/---

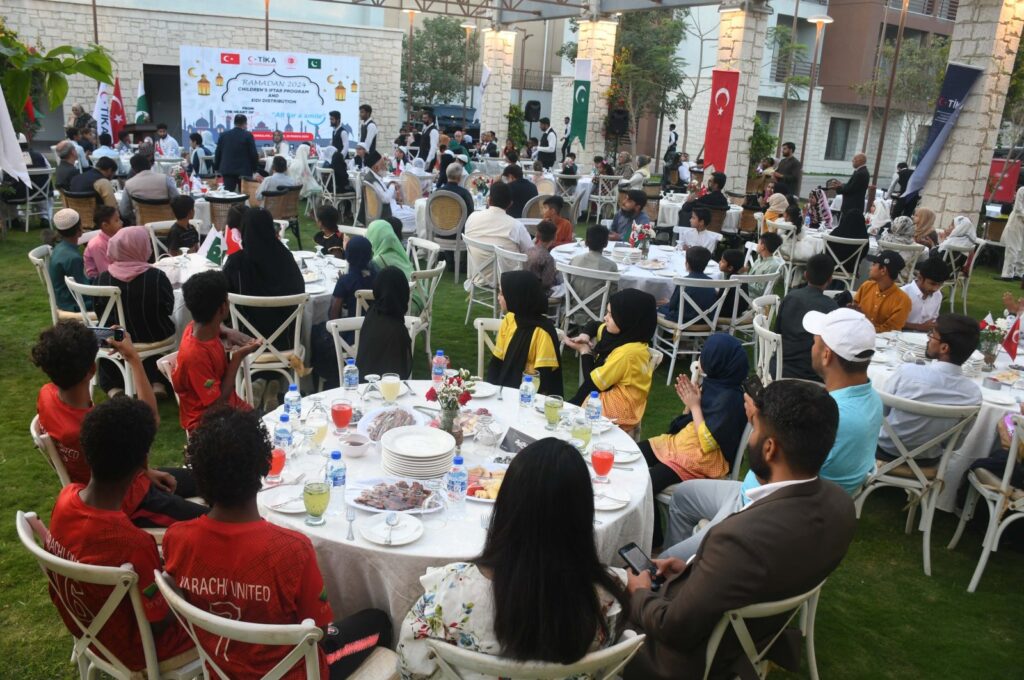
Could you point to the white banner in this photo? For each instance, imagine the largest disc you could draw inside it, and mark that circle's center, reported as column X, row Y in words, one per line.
column 288, row 91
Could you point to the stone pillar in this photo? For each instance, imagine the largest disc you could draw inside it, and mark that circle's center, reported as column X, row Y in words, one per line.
column 499, row 49
column 597, row 43
column 987, row 35
column 741, row 36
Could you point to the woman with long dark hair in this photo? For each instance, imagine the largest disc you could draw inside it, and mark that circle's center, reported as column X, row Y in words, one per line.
column 615, row 358
column 538, row 591
column 526, row 339
column 384, row 342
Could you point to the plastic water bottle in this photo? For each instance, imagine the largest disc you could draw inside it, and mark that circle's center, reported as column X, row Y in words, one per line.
column 293, row 404
column 350, row 376
column 457, row 482
column 526, row 391
column 437, row 368
column 283, row 433
column 336, row 477
column 593, row 409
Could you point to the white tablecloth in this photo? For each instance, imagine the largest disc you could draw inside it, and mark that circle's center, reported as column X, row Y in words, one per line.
column 979, row 440
column 657, row 282
column 360, row 575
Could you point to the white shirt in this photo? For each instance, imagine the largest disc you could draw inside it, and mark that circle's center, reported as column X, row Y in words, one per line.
column 922, row 308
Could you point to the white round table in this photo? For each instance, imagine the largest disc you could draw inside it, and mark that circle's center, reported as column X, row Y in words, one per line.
column 359, row 574
column 655, row 282
column 980, row 438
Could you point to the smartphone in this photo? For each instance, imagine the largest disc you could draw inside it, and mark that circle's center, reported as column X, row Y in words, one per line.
column 753, row 386
column 104, row 334
column 638, row 560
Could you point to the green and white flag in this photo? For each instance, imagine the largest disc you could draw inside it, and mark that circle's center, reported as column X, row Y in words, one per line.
column 141, row 104
column 581, row 101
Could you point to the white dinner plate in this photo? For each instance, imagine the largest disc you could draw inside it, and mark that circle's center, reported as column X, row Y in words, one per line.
column 375, row 529
column 286, row 499
column 614, row 499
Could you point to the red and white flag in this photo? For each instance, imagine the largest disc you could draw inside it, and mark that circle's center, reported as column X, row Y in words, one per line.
column 723, row 103
column 1011, row 342
column 118, row 119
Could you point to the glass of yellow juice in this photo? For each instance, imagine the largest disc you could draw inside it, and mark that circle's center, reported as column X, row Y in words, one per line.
column 315, row 496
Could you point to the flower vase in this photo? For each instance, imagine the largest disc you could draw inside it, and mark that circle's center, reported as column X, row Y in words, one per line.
column 449, row 425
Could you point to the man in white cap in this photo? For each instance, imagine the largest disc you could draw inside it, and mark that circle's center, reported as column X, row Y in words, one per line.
column 66, row 260
column 844, row 344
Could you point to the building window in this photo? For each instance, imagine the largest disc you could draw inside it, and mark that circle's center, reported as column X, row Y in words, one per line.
column 839, row 135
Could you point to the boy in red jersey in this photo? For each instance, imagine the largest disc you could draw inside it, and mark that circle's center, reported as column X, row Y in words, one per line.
column 204, row 375
column 89, row 526
column 67, row 353
column 235, row 563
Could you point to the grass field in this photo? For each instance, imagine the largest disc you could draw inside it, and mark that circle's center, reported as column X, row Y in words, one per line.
column 880, row 617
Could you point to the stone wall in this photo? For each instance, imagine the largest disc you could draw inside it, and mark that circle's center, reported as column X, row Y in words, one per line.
column 136, row 37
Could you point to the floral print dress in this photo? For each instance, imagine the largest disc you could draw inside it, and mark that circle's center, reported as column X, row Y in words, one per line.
column 458, row 606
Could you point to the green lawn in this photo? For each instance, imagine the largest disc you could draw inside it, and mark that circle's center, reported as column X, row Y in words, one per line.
column 880, row 615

\---

◆ Assignment:
Without including any picture, set down the listing above exactly as it appears.

◆ Written answer:
Could you point to the white banner in this photo? For each instance, imagine the largest disc you could draw inside it, and mark that circle's center, reported as column X, row Y in words, one per line.
column 288, row 91
Could you point to the stone pillar in this photo? For each instance, imagine the largest disc you could draw inside it, and mark that circle's center, reported as column X, row Y in words, one per line.
column 499, row 49
column 597, row 43
column 987, row 35
column 741, row 36
Could you point to the woman with long dark hair in this photo? For each instance, imagine the largest disc you could draw inside it, and mark that circle's center, reported as column X, row Y in words, one per line.
column 615, row 358
column 538, row 591
column 526, row 339
column 384, row 342
Could you point to the plastic water bottle in this photo? For each instance, imagine the largest disc you could draw inside it, and mark that circle's center, reported as column X, row Y in words, one per line.
column 293, row 404
column 350, row 376
column 457, row 482
column 526, row 391
column 437, row 368
column 283, row 433
column 336, row 477
column 593, row 409
Could you point to the white tablecloth in this photo? For each instance, imagine the largest disc you could draw inside it, and mark that circle's center, reported as column X, row Y in words, one per line.
column 979, row 440
column 657, row 282
column 360, row 575
Could you point to the white shirt in this photo? For each instance, imagine the largest disc you could draw inside it, and mark that circle's center, reported as column X, row Y in words, one per line.
column 922, row 308
Could you point to the white round table in this photo? For each instance, imagine the largest disc you could draw inside it, and mark that circle's center, reported as column X, row Y in words, one per line.
column 359, row 574
column 655, row 282
column 980, row 438
Could you point to the smartphone in this photo? For each instance, imagine the largest disc you could draw inside it, and mark that circle's center, reported as column X, row Y in words, one per line.
column 753, row 386
column 104, row 334
column 638, row 560
Could you point to the green and white flag in this photo? For each instance, imagine the largest disc you could draw inside it, and mark that circle's center, reported as column X, row Y in words, one per line.
column 141, row 104
column 581, row 101
Could you point to the white dinner plate in this photo? For each instance, imagine the largest disc you could draw inside it, and mark that circle's center, reported as column X, row Y in words, one per line.
column 375, row 529
column 286, row 499
column 614, row 499
Could you point to the red and white flag in this photo? For each instance, imagine the largest disc you could draw inside it, and mark that circle's center, reported as column X, row Y in words, one per line.
column 723, row 103
column 1011, row 342
column 118, row 119
Could you point to the glass of yellow juice in this photo? For each instance, imagine the largest disc you could draw inside it, and mark that circle's center, reported as column X, row Y in words, one per line.
column 315, row 496
Could you point to the flower vase in this photo? For each instance, imagine the largest disc you could draw inside it, and mark that circle's center, reported as column X, row Y in words, one per line.
column 449, row 425
Could you point to the man in white cap in this photo? For each instance, imagine the largest disc you could draw inside it, and mark that circle's center, reported as column X, row Y in words, one per line.
column 66, row 260
column 844, row 344
Could you point to the building window in this photo? For each instance, imagine the largest disc you could draw inside it, and mark that circle's center, reported as column X, row Y in words, one per line.
column 839, row 135
Could you point to the boy in red jersey in this photo? For each instance, imagine the largest disc you could draw inside it, and mark that circle's center, reported as column X, row Y in words, one per line.
column 204, row 375
column 89, row 526
column 67, row 353
column 235, row 563
Could you point to the grass field in this photo? For each instance, imagine the largest disc you could draw inside it, and mark that circle's center, reported as column X, row Y in words, one per line.
column 880, row 617
Could you point to the stone wall in this photo? For each instance, imagine the largest disc you could draw inside it, and mark that circle's center, reported as column X, row Y in words, one per line.
column 136, row 37
Could you point to the floral print dress in this photo? For each instance, imagine the largest disc you could draw inside it, and mark that circle's center, reported as column X, row Y in words, one per line.
column 458, row 606
Could you point to the green lawn in this photo? For each instance, imagine the largest disc you could draw inside it, and mark that circle's center, reported as column X, row Y in words, one per line.
column 880, row 615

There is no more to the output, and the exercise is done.